Please copy all the data below line for line, leaving every character unchanged.

Object point labels:
[BEGIN]

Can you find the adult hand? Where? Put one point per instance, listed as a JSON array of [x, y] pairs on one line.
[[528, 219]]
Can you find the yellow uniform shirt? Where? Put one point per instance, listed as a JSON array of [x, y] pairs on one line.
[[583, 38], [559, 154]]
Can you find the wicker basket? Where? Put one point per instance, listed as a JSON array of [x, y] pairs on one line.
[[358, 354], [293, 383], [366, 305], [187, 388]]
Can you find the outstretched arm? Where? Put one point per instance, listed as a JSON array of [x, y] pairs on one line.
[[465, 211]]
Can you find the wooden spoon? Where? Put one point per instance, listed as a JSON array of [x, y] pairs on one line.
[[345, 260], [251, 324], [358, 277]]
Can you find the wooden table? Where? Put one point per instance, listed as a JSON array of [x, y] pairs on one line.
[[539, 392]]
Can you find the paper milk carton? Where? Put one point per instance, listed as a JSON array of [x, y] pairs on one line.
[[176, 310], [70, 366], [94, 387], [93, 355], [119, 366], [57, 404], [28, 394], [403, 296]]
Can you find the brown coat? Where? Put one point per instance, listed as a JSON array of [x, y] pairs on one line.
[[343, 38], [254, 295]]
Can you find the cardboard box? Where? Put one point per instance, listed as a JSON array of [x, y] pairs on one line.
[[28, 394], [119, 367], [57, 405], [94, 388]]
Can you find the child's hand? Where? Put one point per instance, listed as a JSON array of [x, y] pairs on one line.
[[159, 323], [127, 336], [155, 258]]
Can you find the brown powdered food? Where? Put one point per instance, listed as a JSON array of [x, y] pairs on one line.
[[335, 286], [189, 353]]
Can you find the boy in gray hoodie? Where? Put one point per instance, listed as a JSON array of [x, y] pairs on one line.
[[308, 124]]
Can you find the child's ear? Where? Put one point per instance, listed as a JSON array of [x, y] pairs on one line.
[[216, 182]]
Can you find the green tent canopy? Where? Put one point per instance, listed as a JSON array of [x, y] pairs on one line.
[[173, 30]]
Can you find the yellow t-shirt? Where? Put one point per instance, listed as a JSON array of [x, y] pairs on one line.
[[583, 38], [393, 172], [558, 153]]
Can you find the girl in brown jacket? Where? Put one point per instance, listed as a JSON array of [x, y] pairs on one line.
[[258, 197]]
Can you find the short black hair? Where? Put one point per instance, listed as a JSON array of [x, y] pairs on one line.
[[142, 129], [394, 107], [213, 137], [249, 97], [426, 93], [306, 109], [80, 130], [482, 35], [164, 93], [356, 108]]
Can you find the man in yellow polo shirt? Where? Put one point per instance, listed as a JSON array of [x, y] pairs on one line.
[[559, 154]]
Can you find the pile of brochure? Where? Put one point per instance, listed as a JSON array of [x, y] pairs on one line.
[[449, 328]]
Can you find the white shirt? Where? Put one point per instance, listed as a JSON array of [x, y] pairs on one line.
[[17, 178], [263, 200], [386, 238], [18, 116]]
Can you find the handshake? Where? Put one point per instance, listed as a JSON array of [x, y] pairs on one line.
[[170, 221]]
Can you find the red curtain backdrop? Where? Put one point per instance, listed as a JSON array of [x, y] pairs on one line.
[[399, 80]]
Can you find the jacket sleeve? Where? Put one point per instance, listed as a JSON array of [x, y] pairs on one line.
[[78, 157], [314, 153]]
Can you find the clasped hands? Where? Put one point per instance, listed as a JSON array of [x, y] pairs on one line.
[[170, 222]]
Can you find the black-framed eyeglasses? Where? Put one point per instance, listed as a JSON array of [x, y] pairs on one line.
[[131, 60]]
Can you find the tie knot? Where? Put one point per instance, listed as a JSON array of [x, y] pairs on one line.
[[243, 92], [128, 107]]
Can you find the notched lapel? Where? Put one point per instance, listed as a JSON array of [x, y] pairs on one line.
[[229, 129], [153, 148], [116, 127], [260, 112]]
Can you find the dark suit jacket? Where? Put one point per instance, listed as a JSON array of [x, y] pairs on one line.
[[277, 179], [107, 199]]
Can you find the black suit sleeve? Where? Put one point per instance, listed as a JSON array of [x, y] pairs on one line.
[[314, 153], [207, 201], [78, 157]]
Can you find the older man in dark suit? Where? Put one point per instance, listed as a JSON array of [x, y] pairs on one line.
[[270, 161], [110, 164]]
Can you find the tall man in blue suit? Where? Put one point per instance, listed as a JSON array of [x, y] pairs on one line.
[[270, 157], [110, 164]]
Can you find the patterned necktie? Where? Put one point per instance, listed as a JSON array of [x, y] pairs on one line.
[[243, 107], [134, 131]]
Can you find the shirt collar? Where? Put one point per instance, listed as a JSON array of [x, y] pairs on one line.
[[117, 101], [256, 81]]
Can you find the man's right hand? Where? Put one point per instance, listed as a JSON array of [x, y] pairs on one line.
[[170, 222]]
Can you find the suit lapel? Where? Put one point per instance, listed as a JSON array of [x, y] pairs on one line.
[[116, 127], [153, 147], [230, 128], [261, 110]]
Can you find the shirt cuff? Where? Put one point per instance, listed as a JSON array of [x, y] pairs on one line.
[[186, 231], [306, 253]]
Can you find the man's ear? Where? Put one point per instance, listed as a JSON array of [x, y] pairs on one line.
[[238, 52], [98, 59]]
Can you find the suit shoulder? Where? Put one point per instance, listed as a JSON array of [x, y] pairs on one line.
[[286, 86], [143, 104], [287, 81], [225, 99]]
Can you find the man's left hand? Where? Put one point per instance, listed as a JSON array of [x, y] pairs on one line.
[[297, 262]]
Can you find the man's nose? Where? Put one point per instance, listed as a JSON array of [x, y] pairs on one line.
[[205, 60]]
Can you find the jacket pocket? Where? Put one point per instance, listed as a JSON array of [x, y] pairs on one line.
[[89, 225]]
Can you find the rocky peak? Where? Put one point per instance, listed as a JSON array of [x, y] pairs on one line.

[END]

Exercise solution
Can you find the adult hand? Where? Put one point per instance, listed as a JSON array of [x, y] pairs on one line.
[[528, 219]]
Can you find the yellow uniform shirt? Where? Put one point per instance, listed as a JSON array of [x, y] pairs on one line.
[[583, 38], [559, 154]]
Can you find the wicker basket? Where? Put one point per instance, listed as a JSON array of [x, y] pairs on one line.
[[358, 354], [293, 383], [366, 305], [187, 388]]
Can you find the outstretched arm? Where? Put one point per instance, listed as a JSON array of [x, y] pairs on one line.
[[465, 211]]
Can you find the wooden spoon? Where? Put one point per instance, listed as a JSON array of [x, y] pairs on one line.
[[345, 260], [251, 324], [358, 277]]
Can you find the wooden table? Where? Put one point per instance, listed as a JSON array of [x, y] pairs on one line.
[[539, 392]]
Can you find the paper milk carton? Where? Put one point per instance, listed as a JSON array of [x, y] pairs on one line.
[[176, 310], [70, 366], [94, 387], [93, 355], [119, 366], [57, 404], [28, 394], [403, 296]]
Can you find the brown coat? Where? Put one point per instance, listed as a JSON array of [x, y] pairs on one line.
[[343, 38], [254, 295]]
Can you find the cardboard box? Where? Put one point per instance, listed as a JSON array of [x, y] pairs on one line.
[[28, 394], [119, 367], [57, 405], [94, 388]]
Can you find the child's hand? Where? Put one point per instance, listed as a JSON array of [x, y] pairs on one line.
[[159, 323], [127, 336], [155, 258]]
Can you find the brown powdered food? Where? Put one point per instance, listed as a JSON array of [x, y] pairs on one line.
[[335, 286], [189, 353]]
Can you find the boy in gray hoodie? Where? Put one point per instance, listed as a JSON array of [x, y] pairs on one line.
[[308, 124]]
Can you find the child's ear? Where? Put one point per instance, listed as a JSON array of [x, y] pairs on one line.
[[216, 182]]
Can you find the green tent canopy? Where? Put one point per instance, listed as a JSON array of [x, y] pairs on one line.
[[173, 30]]
Can you find the yellow t-shirt? Where? Put one point per instance, listed as a JSON array of [x, y] pairs on one line.
[[583, 38], [393, 172], [558, 153]]
Can you find the girl in brown jacket? Where? Put one point per instance, listed as a JSON array of [x, y] pairs on one line.
[[258, 197]]
Can you find the short black hair? Where? Put one point per instance, listed as a JSON array of [x, y] pairs on one line.
[[142, 129], [394, 107], [213, 137], [249, 97], [426, 93], [306, 109], [80, 130], [482, 35], [164, 93], [356, 108]]
Can you find the man in yellow polo shirt? Where? Put one point per instance, listed as a JSON array of [x, y] pairs on one line.
[[559, 154]]
Can you find the pile of brochure? Where? Put one point per instance, listed as a JSON array of [x, y] pairs on one line.
[[449, 328]]
Can you find the white shirt? Where? Put one point per instance, listed as a JSON array of [x, y] pairs on one line.
[[17, 178], [263, 200], [386, 238], [18, 116]]
Can you find the handshake? Where? Put one point per instance, listed as a JSON array of [x, y] pairs on one line.
[[170, 221]]
Can you find the red curtain backdrop? Where? Put one point per instance, listed as a JSON array of [x, y] pairs on one line.
[[399, 80]]
Can you find the jacket sleeve? Where? Put one point per instance, listed as a JSON array of [x, y] pairs on one line.
[[78, 157], [314, 153]]
Can you find the clasped hands? Where? Put one point per instance, listed as a JSON array of [x, y] pairs on one line.
[[170, 222]]
Can you find the black-framed eyeglasses? Where? Put one point per instance, listed as a JSON array of [x, y] pairs on one line.
[[131, 60]]
Can you find the tie knot? Where? Put one point per instance, listed as a JSON array of [x, y] pairs on one line.
[[243, 92], [128, 107]]
Can you find the notched lapel? Where? Put one point per instance, listed as a JSON array of [x, y] pairs on one line.
[[229, 129], [153, 148], [116, 127], [260, 112]]
Can you find the dark suit jacket? Where? Put one point per instance, listed as a JSON array of [x, y] pairs on one line.
[[277, 179], [107, 199]]
Can you find the black suit sleeve? Where? Put one point per instance, listed as a JSON array of [x, y] pairs on one line.
[[314, 153], [207, 201], [78, 157]]
Can you find the older man in dark suit? Where? Put one point per instance, listed as a JSON array of [x, y] pairs on one line.
[[270, 161], [110, 164]]
Can you find the tall man in blue suit? Where? Put one point per instance, listed as a JSON array of [x, y] pairs on one line.
[[270, 157], [110, 164]]
Can you find the patterned necktie? Where? Put one point per instance, listed as a JSON array of [x, y] pairs on one line.
[[243, 107], [134, 131]]
Can you find the shirt collar? Where? Put one point per instance, listed as a JSON array of [x, y] pairs on one line.
[[117, 101], [256, 81]]
Can you find the man's right hand? Where? Put one point per instance, listed as a JSON array of [x, y] pairs on one line.
[[170, 222]]
Can you find the suit lapel? Where? Put one point per instance, listed as a JSON array of [x, y] pairs on one line.
[[116, 127], [153, 147], [230, 128], [261, 110]]
Can you find the shirt cuff? Where? Put one point per instance, listed as a JSON array of [x, y] pairs on one line.
[[186, 231], [306, 253]]
Can you find the man's ear? Where? Put one point per instance, listed as a JSON array of [x, y] pairs on one line.
[[238, 52], [98, 59]]
Can you find the suit shoulder? Where? Put one point per instance, listed as a JSON array of [x, y] pairs on one line.
[[286, 86], [143, 104], [287, 81], [225, 99]]
Can you find the man's left hand? Where? Put one point per instance, listed as a JSON array of [x, y] pairs on one line.
[[297, 262]]
Can you find the man's nose? Where? Put one point per instance, listed as a JSON array of [x, y] pairs on one line.
[[205, 60]]
Can you find the jacket pocket? Where? Put one point per instance, listed as a JSON array of [x, y] pairs on one line.
[[89, 225]]
Can you find the rocky peak? Where? Put one point per instance, listed as a JSON array of [x, y] pairs on one line.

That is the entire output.